* [What you have to do]: Write out the whole listing again, exactly.

## Start Extracted data

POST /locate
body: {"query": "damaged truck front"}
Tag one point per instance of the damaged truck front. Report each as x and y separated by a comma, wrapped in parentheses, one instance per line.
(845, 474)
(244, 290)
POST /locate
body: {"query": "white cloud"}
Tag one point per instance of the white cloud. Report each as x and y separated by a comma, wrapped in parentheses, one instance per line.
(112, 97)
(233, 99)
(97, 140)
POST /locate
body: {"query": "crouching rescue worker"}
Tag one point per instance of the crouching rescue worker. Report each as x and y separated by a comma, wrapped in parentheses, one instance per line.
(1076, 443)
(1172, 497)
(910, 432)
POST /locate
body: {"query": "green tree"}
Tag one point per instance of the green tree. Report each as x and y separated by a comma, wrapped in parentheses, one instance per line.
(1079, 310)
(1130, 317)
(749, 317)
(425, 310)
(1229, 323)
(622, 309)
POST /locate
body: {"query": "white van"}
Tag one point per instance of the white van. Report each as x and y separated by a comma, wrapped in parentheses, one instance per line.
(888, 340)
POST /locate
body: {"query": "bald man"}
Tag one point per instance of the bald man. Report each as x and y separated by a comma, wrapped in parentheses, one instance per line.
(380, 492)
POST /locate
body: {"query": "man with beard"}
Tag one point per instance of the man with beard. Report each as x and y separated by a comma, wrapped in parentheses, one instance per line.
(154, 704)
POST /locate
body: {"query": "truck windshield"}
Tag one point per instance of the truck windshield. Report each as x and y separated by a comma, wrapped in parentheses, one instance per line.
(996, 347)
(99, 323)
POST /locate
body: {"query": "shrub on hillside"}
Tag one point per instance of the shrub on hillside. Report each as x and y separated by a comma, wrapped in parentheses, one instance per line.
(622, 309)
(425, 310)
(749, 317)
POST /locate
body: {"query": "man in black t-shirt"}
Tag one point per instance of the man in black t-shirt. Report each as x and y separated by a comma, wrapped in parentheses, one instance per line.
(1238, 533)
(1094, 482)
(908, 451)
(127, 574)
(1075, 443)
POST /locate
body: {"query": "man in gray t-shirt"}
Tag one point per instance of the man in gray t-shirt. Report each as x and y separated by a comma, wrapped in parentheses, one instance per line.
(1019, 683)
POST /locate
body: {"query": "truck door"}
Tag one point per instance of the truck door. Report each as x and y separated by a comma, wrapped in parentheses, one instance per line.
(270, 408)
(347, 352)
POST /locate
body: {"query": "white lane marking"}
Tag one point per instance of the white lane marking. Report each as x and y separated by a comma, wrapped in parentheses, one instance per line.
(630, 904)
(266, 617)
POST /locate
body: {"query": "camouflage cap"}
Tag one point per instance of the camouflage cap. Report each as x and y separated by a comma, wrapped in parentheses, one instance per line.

## End Extracted data

* [Correct output]:
POST /locate
body: {"query": "damaged truck front"}
Tag one point per instance of the damaged truck front. Report each as x and y separated by a comma, wrapped in parentheses, one instance per line.
(845, 474)
(244, 290)
POST /locate
body: {"query": "white cloud"}
Tag one point per instance of the white cloud. Report each as x and y separated by a comma, wrapped in parentheses, one instance per line.
(112, 97)
(233, 99)
(97, 140)
POST /locate
body: {"query": "crouching rescue worker"}
Tag one point per instance of the crouching rescue worker. Report each as x and y separated by a comma, wrapped in parentheses, one instance per line.
(1076, 443)
(1172, 497)
(910, 432)
POST /locate
body: {"query": "green tree"}
Tag one point per instance of the green tree. Report each as x and y separated by a comma, wrapped in parentheses, one instance per line.
(1079, 310)
(1130, 317)
(749, 317)
(425, 310)
(1229, 323)
(622, 309)
POST /locate
body: {"query": "white van"}
Tag one point per instance of the white van. Report each as x and y separated by a comma, wrapped in parentheses, one instance per line.
(888, 340)
POST /locate
body: {"query": "bald man"}
Tag one point per instance of the bald man. Report each as x and y separated by a comma, wrapped in parentheses, one instance per line.
(380, 492)
POST /locate
body: {"query": "man with beard"}
Tag one point per instance of the man with beard. Report each as x and y separated by a comma, wrapped in parentheses, one instance per line.
(154, 704)
POST /locate
body: {"query": "truck windshield"}
Tag one point per instance of the truck windshield. Report each as x and y separated by a comma, wrapped in parentheses, one instance per line.
(996, 347)
(99, 323)
POST /locate
body: {"query": "shrub on hillside"}
Tag one point per instance of the shrub on hillside. Report each as x and y separated by a comma, wrapped in parentheses, one instance per line.
(622, 309)
(425, 310)
(749, 317)
POST /locate
body: {"query": "man in black t-shirt"}
Tag one point per instance of the man in black t-shirt. Report each as x and y separated by a comma, wrapped in parentheses, one instance per line.
(1238, 533)
(1094, 482)
(908, 451)
(127, 574)
(1075, 443)
POST /locate
body: {"query": "man in gray t-shirt"}
Tag one point per instance of the man in gray t-shirt. Report each as x and y separated by a comma, wrapped in parentheses, one instance per line.
(1019, 683)
POST /locate
body: {"query": "truck door"}
Tag one point per instance of the truck door. Report each as x and y separated by a comma, wrapped in parentheses, one instance per line.
(270, 408)
(347, 352)
POST /locate
body: {"query": "white lane marking"}
Tag one point per instance of the white lane marking. Report each as x and y separated by a comma, wrapped in parentheses, one instance per line.
(630, 904)
(266, 617)
POST /locate
body: {"query": "camouflage cap"}
Tag one point per instance of the camouflage cap. Report each as x and y separated by a comma, wrapped in parentheses, one instance per line.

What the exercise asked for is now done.